Recorded data
§

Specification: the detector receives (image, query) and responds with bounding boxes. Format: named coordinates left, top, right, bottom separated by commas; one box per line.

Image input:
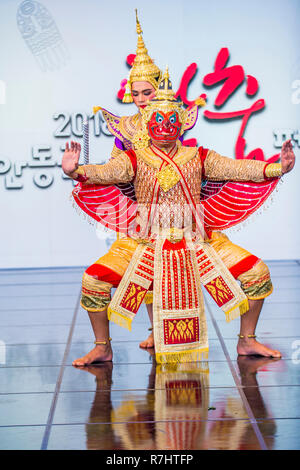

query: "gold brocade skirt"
left=80, top=232, right=273, bottom=312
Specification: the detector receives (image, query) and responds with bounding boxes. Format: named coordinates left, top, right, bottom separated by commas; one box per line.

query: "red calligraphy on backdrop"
left=117, top=48, right=280, bottom=163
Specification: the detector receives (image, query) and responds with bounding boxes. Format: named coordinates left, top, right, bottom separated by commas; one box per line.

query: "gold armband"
left=73, top=166, right=88, bottom=182
left=75, top=166, right=85, bottom=176
left=264, top=163, right=282, bottom=179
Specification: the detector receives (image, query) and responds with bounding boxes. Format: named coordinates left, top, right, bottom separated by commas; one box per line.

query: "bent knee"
left=238, top=260, right=273, bottom=300
left=80, top=269, right=113, bottom=312
left=85, top=263, right=121, bottom=286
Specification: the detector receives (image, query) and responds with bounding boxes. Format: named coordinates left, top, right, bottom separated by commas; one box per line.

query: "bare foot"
left=237, top=337, right=281, bottom=358
left=72, top=344, right=113, bottom=367
left=139, top=331, right=154, bottom=349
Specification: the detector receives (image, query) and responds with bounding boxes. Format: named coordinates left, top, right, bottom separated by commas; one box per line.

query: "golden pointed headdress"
left=122, top=9, right=162, bottom=103
left=140, top=66, right=186, bottom=126
left=152, top=65, right=180, bottom=103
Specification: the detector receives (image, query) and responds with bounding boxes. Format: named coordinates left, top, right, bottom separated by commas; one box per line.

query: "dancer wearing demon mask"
left=62, top=68, right=295, bottom=366
left=90, top=10, right=204, bottom=350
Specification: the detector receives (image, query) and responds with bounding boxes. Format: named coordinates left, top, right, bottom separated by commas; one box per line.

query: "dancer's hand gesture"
left=62, top=141, right=81, bottom=176
left=281, top=139, right=295, bottom=174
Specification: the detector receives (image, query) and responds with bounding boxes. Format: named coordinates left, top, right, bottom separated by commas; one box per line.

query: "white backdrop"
left=0, top=0, right=299, bottom=268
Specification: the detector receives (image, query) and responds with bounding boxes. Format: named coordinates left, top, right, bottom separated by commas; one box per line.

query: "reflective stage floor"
left=0, top=260, right=299, bottom=450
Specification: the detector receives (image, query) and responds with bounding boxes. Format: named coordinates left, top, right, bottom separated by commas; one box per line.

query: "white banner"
left=0, top=0, right=299, bottom=267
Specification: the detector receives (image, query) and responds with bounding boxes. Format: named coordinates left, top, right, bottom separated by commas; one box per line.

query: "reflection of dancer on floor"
left=79, top=357, right=276, bottom=450
left=81, top=359, right=210, bottom=450
left=237, top=355, right=279, bottom=419
left=62, top=65, right=295, bottom=366
left=206, top=356, right=278, bottom=450
left=79, top=356, right=157, bottom=450
left=78, top=363, right=118, bottom=450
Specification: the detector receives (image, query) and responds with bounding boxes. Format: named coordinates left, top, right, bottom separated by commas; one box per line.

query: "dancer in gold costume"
left=93, top=10, right=204, bottom=350
left=62, top=68, right=295, bottom=366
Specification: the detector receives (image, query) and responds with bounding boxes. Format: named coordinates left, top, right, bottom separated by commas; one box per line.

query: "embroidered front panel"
left=120, top=281, right=148, bottom=314
left=204, top=275, right=235, bottom=307
left=135, top=249, right=155, bottom=281
left=163, top=317, right=200, bottom=345
left=152, top=236, right=208, bottom=363
left=108, top=243, right=155, bottom=330
left=196, top=248, right=215, bottom=278
left=162, top=246, right=199, bottom=311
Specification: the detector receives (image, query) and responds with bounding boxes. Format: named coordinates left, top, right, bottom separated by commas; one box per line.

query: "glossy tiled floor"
left=0, top=261, right=299, bottom=450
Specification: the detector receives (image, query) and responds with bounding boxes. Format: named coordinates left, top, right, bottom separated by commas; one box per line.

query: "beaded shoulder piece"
left=93, top=107, right=140, bottom=150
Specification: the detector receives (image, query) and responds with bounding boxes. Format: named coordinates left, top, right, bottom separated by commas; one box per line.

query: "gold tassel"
left=107, top=306, right=132, bottom=331
left=225, top=298, right=249, bottom=323
left=156, top=362, right=209, bottom=374
left=155, top=348, right=209, bottom=364
left=143, top=291, right=153, bottom=304
left=122, top=80, right=133, bottom=103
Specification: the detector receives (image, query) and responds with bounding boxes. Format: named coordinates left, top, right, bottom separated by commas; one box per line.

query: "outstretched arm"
left=62, top=140, right=135, bottom=185
left=203, top=140, right=295, bottom=182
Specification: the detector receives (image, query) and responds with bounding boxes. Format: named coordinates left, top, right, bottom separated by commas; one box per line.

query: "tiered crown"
left=140, top=66, right=186, bottom=126
left=122, top=10, right=162, bottom=103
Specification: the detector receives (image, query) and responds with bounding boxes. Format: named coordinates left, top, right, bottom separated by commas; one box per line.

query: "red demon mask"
left=147, top=110, right=182, bottom=144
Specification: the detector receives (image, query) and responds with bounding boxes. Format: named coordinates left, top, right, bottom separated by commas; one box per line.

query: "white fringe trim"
left=70, top=193, right=116, bottom=238
left=225, top=177, right=284, bottom=235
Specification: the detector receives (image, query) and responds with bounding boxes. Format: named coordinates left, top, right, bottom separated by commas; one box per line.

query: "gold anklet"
left=94, top=337, right=112, bottom=345
left=238, top=334, right=256, bottom=339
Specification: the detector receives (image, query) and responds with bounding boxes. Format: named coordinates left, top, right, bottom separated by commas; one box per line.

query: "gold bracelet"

§

# EXERCISE DETAILS
Copy out all the data above exactly as written. Skip the pictures.

# SOLUTION FOR THIS TASK
Specification: the detector receives (image, query) and responds with bounding boxes. Format: named coordinates left, top, right, bottom separated by commas; one box per line.

Image input:

query: "gold brocade skirt"
left=80, top=232, right=273, bottom=312
Specification: the detector receives (image, query) and responds with bounding boxes. Format: named coordinates left, top, right, bottom separated by commas; one box per line.

query: "red calligraphy on backdrop"
left=117, top=48, right=280, bottom=163
Specification: the detector receives (image, query) and responds with bounding boxes. Format: named coordinates left, top, right, bottom separated by commas; one box per line.

query: "gold armband"
left=73, top=166, right=88, bottom=182
left=75, top=166, right=85, bottom=176
left=264, top=163, right=282, bottom=179
Specification: the detector receives (image, query) and responds with bounding boxes. Format: named coordinates left, top, right, bottom separated by commas; one box per line.

query: "bent knee"
left=238, top=260, right=273, bottom=300
left=80, top=269, right=113, bottom=312
left=85, top=263, right=121, bottom=286
Specification: the detector receives (image, query) and responds with bounding boxes. Format: named coordinates left, top, right, bottom separated by commas; one box per line.

query: "bare foot"
left=237, top=337, right=281, bottom=358
left=72, top=344, right=113, bottom=367
left=139, top=331, right=154, bottom=349
Specification: the detector receives (image, query) and responds with bounding boxes. Format: named coordinates left, top, right, bottom separated by commas; one box per line.

query: "golden pointed headdress"
left=122, top=9, right=162, bottom=103
left=140, top=66, right=186, bottom=126
left=152, top=65, right=180, bottom=103
Specification: the detector receives (image, query) and responds with bounding boxes. Format: named coordinates left, top, right, bottom separated by commas; one box per line.

query: "dancer wearing demon mask"
left=62, top=68, right=295, bottom=366
left=90, top=10, right=204, bottom=350
Specification: the detector receives (image, query) and responds with bounding boxes. Format: named coordinates left, top, right, bottom separated by commas; one box per line.

query: "dancer's hand gesture"
left=62, top=141, right=81, bottom=176
left=281, top=139, right=295, bottom=174
Specification: the detector receives (image, query) and responds with bounding boxes. Format: named coordinates left, top, right, bottom separated by commas; one box per line.

query: "white backdrop"
left=0, top=0, right=299, bottom=268
Specification: the detector receives (image, query) and responds with bounding boxes. Format: named coordinates left, top, right, bottom separated by commas; one box per line.

query: "reflective stage floor"
left=0, top=260, right=299, bottom=450
Specification: the detector receives (image, query) and responds with bounding boxes. Format: named coordinates left, top, right, bottom separated by commas; one box per line.

query: "white banner"
left=0, top=0, right=299, bottom=267
Specification: the detector receives (image, query) and responds with bounding boxes. Format: named coordinates left, top, right, bottom separated by commas; one box per line.

query: "reflection of dancer on floor"
left=79, top=357, right=276, bottom=450
left=81, top=359, right=210, bottom=450
left=237, top=355, right=279, bottom=419
left=62, top=65, right=295, bottom=366
left=206, top=356, right=278, bottom=450
left=79, top=356, right=157, bottom=450
left=78, top=363, right=118, bottom=450
Specification: the detector receives (image, query) and responds with bounding boxes. Format: named coordinates left, top, right, bottom separated by commas; one box per line.

query: "dancer in gold costume"
left=93, top=10, right=204, bottom=350
left=62, top=68, right=295, bottom=366
Specification: the detector receives (image, query) and responds with bounding boxes. Format: named coordinates left, top, right, bottom separated by commas; one box per line.

query: "embroidered front panel"
left=120, top=281, right=148, bottom=314
left=204, top=275, right=235, bottom=307
left=135, top=249, right=155, bottom=281
left=163, top=317, right=200, bottom=345
left=152, top=236, right=208, bottom=363
left=108, top=243, right=155, bottom=330
left=196, top=248, right=215, bottom=278
left=162, top=246, right=199, bottom=311
Specification: the detector receives (image, query) and responds with bounding boxes. Format: named coordinates left, top, right, bottom separated by commas; one box per line.

query: "glossy tiled floor"
left=0, top=261, right=299, bottom=450
Specification: the detector receives (image, query) and responds with bounding boxes. Format: named coordinates left, top, right, bottom separated by commas; one box per line.

query: "beaded shoulder piece"
left=93, top=107, right=140, bottom=150
Specification: the detector receives (image, query) and responds with bounding boxes. Format: named coordinates left, top, right, bottom separated by commas; one box per line.

query: "gold tassel"
left=107, top=306, right=132, bottom=331
left=225, top=298, right=249, bottom=323
left=156, top=362, right=209, bottom=374
left=155, top=348, right=209, bottom=364
left=143, top=291, right=153, bottom=304
left=122, top=80, right=133, bottom=103
Specification: the detector receives (image, query) and responds with bounding boxes. Format: named coordinates left, top, right, bottom separated by commas; one box per line.

query: "outstretched arm"
left=62, top=140, right=135, bottom=185
left=203, top=140, right=295, bottom=182
Specification: the detector receives (image, query) and responds with bounding boxes. Format: named coordinates left, top, right, bottom separated by commas; one box per line.

query: "tiered crown"
left=140, top=66, right=186, bottom=126
left=122, top=10, right=162, bottom=103
Specification: the detector receives (image, query) and responds with bounding boxes. Format: named coordinates left, top, right, bottom separated by commas; one box per line.

query: "red demon mask"
left=147, top=110, right=182, bottom=144
Specification: the detector receives (image, query) and responds with bounding boxes. Format: named coordinates left, top, right, bottom separated by commas; one box per line.

query: "white fringe trim"
left=70, top=193, right=116, bottom=238
left=225, top=177, right=284, bottom=235
Specification: the detector receives (image, query) and responds with bounding boxes. Format: named coordinates left, top, right, bottom separated by commas; one box per line.

query: "gold anklet"
left=94, top=337, right=112, bottom=345
left=238, top=334, right=256, bottom=339
Specification: the detector receives (image, query) and responds with bounding boxes. Format: named coordinates left, top, right, bottom separated by commas; one box per line.

query: "gold bracelet"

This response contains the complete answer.